------ Excerpt ------
Within the framework of this research, we consider the problems of capturing the optimum, which are characterized by a lengthy period for calculating the values of objective function in comparison with the time needed for processing them. For example, objective function can be specified using systems of linear algebraic equations, systems of ordinary differential equations, etc. Currently, graphics accelerators can be used to solve problems of this type. Moreover, an accelerator can solve several such problems at once [16]; i.e., using GPU, one can calculate multiple function values simultaneously.

Thus, calculating the optimization criterion can be implemented on GPU, and the role of the optimization algorithm (running on CPU) consists in the selection of points for conducting parallel trials. This scheme of working with the accelerator is fully consistent with the work of the parallel global search algorithm developed at the Lobachevsky State University of Nizhni Novgorod and presented in a series of papers [1,2,3, 9,10,11,12].

2 Multidimensional Parallel Global Search Algorithm

Let’s consider the problem of finding the global minimum of the \(N\)-dimensional function \(\varphi (y)\) in the hyperinterval \(D=\{y\in R^N:a_i\leqslant x_i\leqslant {b_i}, 1\leqslant {i}\leqslant {N}\}\). We will assume that the function satisfies the Lipschitz condition with an a priori unknown constant \(L\).

$$\begin{aligned} \varphi (y^*)=\min \{\varphi (y):y\in D\}, \end{aligned}$$
(1)
$$\begin{aligned} |\varphi (y_1)-\varphi (y_2)|\leqslant L\Vert y_1-y_2\Vert ,y_1,y_2\in D,0<L<\infty . \end{aligned}$$
(2)

In this work we will use an approach based on the idea of reducing dimensionality using the Peano space-filling curve \(y(x)\), which continuously and unambiguously maps a segment of the real axis \([0,1]\) onto an \(n\)-dimensional cube

$$\begin{aligned} \lbrace y\in R^N:-2^{-1}\leqslant y_i\leqslant 2^{-1},1\leqslant i\leqslant N\rbrace =\{y(x):0\leqslant x\leqslant 1\}. \end{aligned}$$
(3)

The questions of numerical construction of approximations to Peano curve (evolvents) and the corresponding theory are discussed in detail in [21, 23]. Using evolvents \(y(x)\) reduces the multidimensional problem (1) to a one-dimensional problem

$$\begin{aligned} \varphi (y^*)=\varphi (y(x^*))=\min \{\varphi (y(x)):x\in [0,1]\}. \end{aligned}$$

An important property is that the relative differences of the function remain limited: if the function \(\varphi (y)\) in the region \(D\) satisfies the Lipschitz condition, then the function \(\varphi (y(x))\) in the interval \([0,1]\) will satisfy a uniform Hölder condition

$$\begin{aligned} |\varphi (y(x_1))-\varphi (y(x_2))|\leqslant H{|x_1-x_2|}^{\frac{1}{N}}, x_1,x_2\in [0,1], \end{aligned}$$

where the Hölder constant \(H\) is related to the Lipschitz constant \(L\) by the ratio \( H=2L\sqrt{N+3}\). Therefore, without limiting generality, we can consider minimizing the one-dimensional function \(f(x)=\varphi (y(x)), x\in [0,1]\), which satisfies the Hölder condition.
------ Supplied entries ------
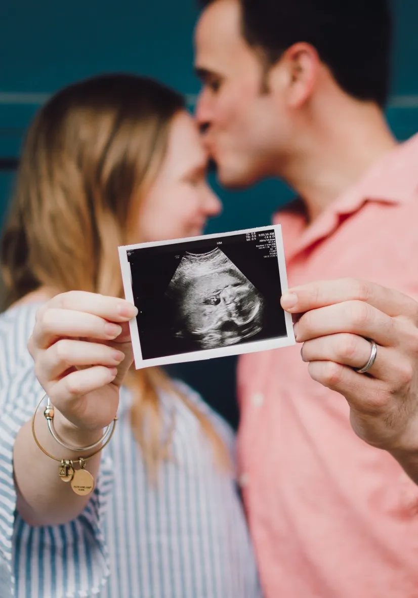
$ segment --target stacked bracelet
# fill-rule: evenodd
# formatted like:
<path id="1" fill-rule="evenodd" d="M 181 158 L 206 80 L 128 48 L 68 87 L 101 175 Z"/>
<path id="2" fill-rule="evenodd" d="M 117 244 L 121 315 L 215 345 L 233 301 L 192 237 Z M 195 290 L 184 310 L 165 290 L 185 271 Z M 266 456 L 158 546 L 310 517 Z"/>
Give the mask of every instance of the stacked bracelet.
------
------ Supplied entries ------
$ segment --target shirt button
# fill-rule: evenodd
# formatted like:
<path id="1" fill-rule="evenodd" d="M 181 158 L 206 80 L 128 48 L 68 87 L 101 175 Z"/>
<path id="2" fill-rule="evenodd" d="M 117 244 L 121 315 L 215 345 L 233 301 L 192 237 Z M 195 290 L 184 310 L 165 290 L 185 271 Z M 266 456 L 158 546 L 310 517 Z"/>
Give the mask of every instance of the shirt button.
------
- _Request A_:
According to the excerpt, at which university was the parallel global search algorithm developed?
- _Request B_:
Summarize the excerpt in two sentences.
- _Request C_:
Transcribe a passage from the excerpt, starting at the words "Thus, calculating the" and ending after the words "unknown constant \(L\).".

- _Full output A_:
At the Lobachevsky State University of Nizhni Novgorod.

- _Full output B_:
The excerpt considers optimization problems where computing objective function values takes far longer than processing them, so a GPU can compute many function values at once while the optimization algorithm on the CPU selects the points for parallel trials. To find the global minimum of a Lipschitz function over a hyperinterval, it uses a Peano space-filling curve to reduce the multidimensional problem to minimizing a one-dimensional function that satisfies a Hölder condition.

- _Full output C_:
Thus, calculating the optimization criterion can be implemented on GPU, and the role of the optimization algorithm (running on CPU) consists in the selection of points for conducting parallel trials. This scheme of working with the accelerator is fully consistent with the work of the parallel global search algorithm developed at the Lobachevsky State University of Nizhni Novgorod and presented in a series of papers [1,2,3, 9,10,11,12].

2 Multidimensional Parallel Global Search Algorithm

Let’s consider the problem of finding the global minimum of the \(N\)-dimensional function \(\varphi (y)\) in the hyperinterval \(D=\{y\in R^N:a_i\leqslant x_i\leqslant {b_i}, 1\leqslant {i}\leqslant {N}\}\). We will assume that the function satisfies the Lipschitz condition with an a priori unknown constant \(L\).